▶ _Texto de estudio_:

^^^^^^^^^^^^^^^^

La técnica audiovisual, que repite la estructura lingüística del mito, puede, por ejemplo, hacernos tomar conciencia de las formas de conocimiento diferentes que el mito implica, de la posibilidad de una concepción de la temporalidad diversa de aquella que es base de nuestra historiografía. (Mariniello 147).

La confrontación lingüística de mito y política a través del cine que Silvestra Mariniello destaca en Pasolini se reitera con precisión retórica en Rey.

Orelie I°, rey de la Araucanía, en la película de Niles Atallah, es una especie de Dante que a fines del siglo XIX accede al mundo de ultratumba, por momentos infernal, por momentos un purgatorio o un cielo, el mundo de las gentes-espíritu del wallmapu y después de la Patagonia y Tierra del fuego. En cada plano compuesto con esa afección simpatética entre las cosas naturales –según el concepto de mito de Cassirer–, en el encuadre, determinación del elocuente mundo natural de bosques, selvas, ríos caudalosos de puras piedras, volcanes dormidos y encendidos, Orelie siente y reverencia las deidades que animan todo.

^^^^^^^^^^^^^^^^

▶ _Acción requerida A_: Enumera los elementos del mundo natural que el texto sobre la película Rey nombra al describir el encuadre.
▶ _Acción requerida B_: Retoma el texto sobre la película Rey a continuación de su última oración y prosíguelo.
No hace falta consultar las entradas.

(Ítems listados en un conjunto de datos)

^^^^^^^^^^^^^^^^

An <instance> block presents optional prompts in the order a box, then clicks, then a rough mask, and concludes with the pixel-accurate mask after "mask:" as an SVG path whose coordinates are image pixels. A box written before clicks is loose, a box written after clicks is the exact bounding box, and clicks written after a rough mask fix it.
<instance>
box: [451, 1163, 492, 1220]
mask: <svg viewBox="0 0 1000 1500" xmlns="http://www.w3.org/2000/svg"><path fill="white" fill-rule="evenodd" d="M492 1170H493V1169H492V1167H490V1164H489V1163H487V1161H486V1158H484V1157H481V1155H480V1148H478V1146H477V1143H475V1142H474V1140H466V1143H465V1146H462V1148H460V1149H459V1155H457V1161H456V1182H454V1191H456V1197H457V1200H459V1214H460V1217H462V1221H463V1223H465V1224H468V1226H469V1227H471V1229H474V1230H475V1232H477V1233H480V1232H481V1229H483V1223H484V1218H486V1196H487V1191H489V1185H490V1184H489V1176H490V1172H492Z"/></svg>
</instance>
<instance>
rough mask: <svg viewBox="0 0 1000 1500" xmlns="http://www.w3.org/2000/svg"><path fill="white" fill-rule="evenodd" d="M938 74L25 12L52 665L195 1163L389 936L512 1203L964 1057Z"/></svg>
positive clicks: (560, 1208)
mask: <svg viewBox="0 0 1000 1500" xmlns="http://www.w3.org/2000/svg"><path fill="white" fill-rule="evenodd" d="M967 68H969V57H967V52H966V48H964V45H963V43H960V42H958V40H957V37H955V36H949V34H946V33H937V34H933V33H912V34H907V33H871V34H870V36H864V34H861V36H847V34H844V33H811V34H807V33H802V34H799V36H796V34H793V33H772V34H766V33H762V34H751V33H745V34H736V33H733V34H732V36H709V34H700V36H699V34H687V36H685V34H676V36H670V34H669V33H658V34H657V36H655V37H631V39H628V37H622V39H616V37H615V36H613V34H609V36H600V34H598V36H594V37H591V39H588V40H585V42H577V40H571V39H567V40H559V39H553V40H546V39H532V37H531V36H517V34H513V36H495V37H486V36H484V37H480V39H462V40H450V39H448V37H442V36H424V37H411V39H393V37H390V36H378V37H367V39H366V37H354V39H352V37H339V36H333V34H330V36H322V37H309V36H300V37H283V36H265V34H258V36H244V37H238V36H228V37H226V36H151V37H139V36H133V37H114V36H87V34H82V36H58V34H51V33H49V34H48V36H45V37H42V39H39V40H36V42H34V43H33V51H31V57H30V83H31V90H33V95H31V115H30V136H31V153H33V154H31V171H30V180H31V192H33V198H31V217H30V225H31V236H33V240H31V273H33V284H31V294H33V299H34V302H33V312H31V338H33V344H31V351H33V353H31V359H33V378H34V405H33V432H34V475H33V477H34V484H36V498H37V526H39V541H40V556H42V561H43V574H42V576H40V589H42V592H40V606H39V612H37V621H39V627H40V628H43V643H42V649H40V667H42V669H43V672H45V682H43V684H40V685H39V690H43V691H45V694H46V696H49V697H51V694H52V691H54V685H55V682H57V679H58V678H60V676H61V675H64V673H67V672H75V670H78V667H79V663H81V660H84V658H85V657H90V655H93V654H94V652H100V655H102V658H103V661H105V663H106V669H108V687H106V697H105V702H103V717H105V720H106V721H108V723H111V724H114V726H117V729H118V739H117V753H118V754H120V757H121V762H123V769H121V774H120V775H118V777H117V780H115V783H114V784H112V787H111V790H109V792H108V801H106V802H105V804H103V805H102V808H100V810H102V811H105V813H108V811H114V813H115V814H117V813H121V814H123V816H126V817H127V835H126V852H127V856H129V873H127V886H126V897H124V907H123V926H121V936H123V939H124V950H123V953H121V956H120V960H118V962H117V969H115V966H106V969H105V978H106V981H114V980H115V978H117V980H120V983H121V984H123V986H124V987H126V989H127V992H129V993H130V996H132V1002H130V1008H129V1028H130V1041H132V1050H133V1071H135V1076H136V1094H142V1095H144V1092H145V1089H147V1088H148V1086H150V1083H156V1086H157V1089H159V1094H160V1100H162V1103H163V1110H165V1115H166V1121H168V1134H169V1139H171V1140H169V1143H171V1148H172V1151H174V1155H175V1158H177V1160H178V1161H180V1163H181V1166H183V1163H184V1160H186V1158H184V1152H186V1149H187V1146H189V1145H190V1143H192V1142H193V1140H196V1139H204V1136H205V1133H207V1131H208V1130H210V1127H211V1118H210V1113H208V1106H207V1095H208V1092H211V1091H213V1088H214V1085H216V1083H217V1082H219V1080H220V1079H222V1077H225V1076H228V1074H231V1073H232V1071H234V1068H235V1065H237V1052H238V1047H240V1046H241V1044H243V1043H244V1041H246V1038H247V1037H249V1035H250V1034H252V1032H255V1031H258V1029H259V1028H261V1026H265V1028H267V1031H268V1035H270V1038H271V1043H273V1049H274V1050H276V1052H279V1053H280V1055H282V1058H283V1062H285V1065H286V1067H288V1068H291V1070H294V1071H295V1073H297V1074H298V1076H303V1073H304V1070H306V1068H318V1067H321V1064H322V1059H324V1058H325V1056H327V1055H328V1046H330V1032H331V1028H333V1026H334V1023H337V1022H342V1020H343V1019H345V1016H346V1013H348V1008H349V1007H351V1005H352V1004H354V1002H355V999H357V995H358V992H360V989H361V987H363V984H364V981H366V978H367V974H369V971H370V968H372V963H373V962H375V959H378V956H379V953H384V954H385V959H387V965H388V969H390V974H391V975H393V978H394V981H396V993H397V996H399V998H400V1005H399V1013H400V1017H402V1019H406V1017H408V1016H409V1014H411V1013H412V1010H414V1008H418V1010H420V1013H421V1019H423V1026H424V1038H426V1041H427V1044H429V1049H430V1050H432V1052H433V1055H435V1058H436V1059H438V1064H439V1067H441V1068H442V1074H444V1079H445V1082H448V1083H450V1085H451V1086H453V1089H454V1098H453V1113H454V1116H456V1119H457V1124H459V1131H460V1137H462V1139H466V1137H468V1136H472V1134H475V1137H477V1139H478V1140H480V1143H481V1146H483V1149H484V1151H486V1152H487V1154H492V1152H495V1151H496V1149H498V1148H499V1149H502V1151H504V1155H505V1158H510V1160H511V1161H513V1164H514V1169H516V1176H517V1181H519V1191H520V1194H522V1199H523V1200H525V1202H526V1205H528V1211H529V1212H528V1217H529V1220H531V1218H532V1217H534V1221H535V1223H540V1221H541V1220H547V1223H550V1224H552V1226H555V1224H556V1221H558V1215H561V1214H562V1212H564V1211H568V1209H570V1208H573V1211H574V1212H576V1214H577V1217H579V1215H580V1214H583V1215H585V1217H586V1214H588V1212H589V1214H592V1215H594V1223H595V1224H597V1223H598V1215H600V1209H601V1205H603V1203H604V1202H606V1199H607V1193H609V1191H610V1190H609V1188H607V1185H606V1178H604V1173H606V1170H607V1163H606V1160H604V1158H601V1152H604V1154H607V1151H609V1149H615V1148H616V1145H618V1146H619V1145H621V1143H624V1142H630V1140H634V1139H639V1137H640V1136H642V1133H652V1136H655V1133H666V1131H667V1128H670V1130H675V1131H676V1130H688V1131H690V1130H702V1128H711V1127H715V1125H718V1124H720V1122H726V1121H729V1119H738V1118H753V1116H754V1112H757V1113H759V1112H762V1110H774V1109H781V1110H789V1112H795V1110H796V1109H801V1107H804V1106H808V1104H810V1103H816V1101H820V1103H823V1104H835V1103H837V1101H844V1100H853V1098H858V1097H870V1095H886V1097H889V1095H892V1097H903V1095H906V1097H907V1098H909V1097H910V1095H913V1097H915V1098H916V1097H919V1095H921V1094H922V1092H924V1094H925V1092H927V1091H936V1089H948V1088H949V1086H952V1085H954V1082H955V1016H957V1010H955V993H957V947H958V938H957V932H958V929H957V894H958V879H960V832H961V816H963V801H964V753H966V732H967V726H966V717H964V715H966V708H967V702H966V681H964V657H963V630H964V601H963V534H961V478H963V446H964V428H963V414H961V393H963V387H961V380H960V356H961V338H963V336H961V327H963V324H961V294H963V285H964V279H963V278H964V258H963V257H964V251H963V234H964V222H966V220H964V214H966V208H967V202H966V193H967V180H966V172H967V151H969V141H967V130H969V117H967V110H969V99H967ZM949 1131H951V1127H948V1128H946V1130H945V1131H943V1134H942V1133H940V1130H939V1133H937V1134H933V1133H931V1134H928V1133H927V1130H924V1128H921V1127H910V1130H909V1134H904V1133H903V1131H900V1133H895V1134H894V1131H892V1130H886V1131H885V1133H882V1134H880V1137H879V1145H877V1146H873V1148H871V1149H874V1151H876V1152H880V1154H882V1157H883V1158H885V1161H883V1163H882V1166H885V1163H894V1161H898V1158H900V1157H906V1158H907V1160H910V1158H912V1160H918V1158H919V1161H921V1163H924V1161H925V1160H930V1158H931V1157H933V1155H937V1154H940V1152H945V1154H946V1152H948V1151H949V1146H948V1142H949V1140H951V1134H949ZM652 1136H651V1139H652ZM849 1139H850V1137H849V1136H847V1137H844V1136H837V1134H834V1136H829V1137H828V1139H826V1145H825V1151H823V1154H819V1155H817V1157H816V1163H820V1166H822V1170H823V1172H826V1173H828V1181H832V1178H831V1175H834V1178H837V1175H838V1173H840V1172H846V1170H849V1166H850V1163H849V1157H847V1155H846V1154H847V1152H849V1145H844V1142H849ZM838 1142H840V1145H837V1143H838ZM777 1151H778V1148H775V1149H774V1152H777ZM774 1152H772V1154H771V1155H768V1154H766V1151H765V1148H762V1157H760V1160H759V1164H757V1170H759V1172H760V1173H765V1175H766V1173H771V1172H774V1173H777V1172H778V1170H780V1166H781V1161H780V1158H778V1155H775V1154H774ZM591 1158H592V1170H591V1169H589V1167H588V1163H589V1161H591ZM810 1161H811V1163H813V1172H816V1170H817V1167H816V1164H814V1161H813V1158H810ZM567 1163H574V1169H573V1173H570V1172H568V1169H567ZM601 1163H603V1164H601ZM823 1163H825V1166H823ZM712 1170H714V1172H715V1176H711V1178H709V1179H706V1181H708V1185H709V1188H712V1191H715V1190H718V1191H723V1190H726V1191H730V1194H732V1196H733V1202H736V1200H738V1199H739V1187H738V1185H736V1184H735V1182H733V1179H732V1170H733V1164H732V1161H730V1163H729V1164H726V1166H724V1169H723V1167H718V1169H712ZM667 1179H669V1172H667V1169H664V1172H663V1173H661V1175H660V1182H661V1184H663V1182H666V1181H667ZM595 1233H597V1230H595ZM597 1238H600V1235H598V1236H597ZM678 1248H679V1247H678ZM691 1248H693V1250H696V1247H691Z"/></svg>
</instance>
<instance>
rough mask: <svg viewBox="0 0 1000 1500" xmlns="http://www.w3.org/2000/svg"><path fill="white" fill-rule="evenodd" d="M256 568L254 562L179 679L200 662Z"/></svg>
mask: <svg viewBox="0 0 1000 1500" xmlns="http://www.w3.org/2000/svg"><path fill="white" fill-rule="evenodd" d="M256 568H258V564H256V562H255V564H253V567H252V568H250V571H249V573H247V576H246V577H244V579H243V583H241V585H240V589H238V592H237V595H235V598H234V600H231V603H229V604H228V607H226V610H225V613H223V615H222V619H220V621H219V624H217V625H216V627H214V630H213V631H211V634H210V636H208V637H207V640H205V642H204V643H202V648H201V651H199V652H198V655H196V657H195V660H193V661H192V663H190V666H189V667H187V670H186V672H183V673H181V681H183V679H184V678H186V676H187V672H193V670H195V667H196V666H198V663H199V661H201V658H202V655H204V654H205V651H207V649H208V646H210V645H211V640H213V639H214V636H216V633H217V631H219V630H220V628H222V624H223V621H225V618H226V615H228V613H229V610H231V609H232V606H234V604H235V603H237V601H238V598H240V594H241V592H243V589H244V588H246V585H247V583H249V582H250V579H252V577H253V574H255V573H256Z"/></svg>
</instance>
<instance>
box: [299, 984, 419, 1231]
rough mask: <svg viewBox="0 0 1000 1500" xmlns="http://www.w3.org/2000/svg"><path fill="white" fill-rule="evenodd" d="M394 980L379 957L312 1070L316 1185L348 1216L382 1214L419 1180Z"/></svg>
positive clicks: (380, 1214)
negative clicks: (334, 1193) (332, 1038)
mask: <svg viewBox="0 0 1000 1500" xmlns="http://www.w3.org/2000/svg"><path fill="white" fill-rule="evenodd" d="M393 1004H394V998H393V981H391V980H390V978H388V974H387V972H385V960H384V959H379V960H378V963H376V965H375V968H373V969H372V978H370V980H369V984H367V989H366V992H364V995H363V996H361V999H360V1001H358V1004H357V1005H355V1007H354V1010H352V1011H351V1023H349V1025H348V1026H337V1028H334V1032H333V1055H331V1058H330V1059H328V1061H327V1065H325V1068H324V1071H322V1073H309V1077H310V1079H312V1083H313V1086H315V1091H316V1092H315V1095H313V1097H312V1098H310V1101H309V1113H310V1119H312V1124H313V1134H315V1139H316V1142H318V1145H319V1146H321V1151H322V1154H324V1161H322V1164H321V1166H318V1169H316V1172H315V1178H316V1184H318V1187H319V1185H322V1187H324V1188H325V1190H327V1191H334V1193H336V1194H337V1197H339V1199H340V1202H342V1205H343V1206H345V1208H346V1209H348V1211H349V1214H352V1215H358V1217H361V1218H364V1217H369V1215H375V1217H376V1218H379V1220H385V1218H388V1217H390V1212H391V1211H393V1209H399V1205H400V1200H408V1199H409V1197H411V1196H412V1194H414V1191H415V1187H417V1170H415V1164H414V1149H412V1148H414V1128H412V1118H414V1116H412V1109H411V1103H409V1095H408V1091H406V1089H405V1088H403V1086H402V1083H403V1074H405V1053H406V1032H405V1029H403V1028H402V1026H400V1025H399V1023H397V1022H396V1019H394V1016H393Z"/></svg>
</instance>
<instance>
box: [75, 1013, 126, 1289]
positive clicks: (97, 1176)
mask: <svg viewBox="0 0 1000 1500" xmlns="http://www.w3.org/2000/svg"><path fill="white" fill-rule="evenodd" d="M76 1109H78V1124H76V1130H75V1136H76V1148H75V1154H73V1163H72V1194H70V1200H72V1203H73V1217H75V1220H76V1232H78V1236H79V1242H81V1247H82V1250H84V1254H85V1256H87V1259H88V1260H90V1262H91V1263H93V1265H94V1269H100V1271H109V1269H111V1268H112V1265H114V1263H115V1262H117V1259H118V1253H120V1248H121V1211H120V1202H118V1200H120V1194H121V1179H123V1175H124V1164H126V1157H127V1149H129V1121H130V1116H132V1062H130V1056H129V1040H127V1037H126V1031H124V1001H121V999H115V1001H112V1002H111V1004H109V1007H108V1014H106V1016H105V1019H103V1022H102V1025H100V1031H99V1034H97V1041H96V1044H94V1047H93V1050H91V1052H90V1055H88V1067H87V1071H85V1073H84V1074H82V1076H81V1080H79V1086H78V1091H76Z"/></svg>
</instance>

^^^^^^^^^^^^^^^^

▶ _Resultado A_:
- bosques
- selvas
- ríos caudalosos de puras piedras
- volcanes dormidos y encendidos

▶ _Resultado B_:
El realismo de la referencia histórica y contextual acotada (1860-1878) en la Araucanía, se mezcla con las filmaciones en un celuloide cuyo proceso adquiere las huellas de filmes arcaicos oxidados, manchados, coloreados o decolorados, retorcidos de tal manera por el calor o la humedad que la pérdida de frecuencia del paso de la película y su desajuste respecto del cuadro rompen la envoltura de la proyección, así, entre otros recursos, el pensamiento de lo sagrado, de la historia, exterior e interior de la causalidad del mundo, expone la materialidad del propio cine y el enrarecimiento que el tiempo material imprime a todo puede ser visto como el espectáculo de una trascendencia sin razón.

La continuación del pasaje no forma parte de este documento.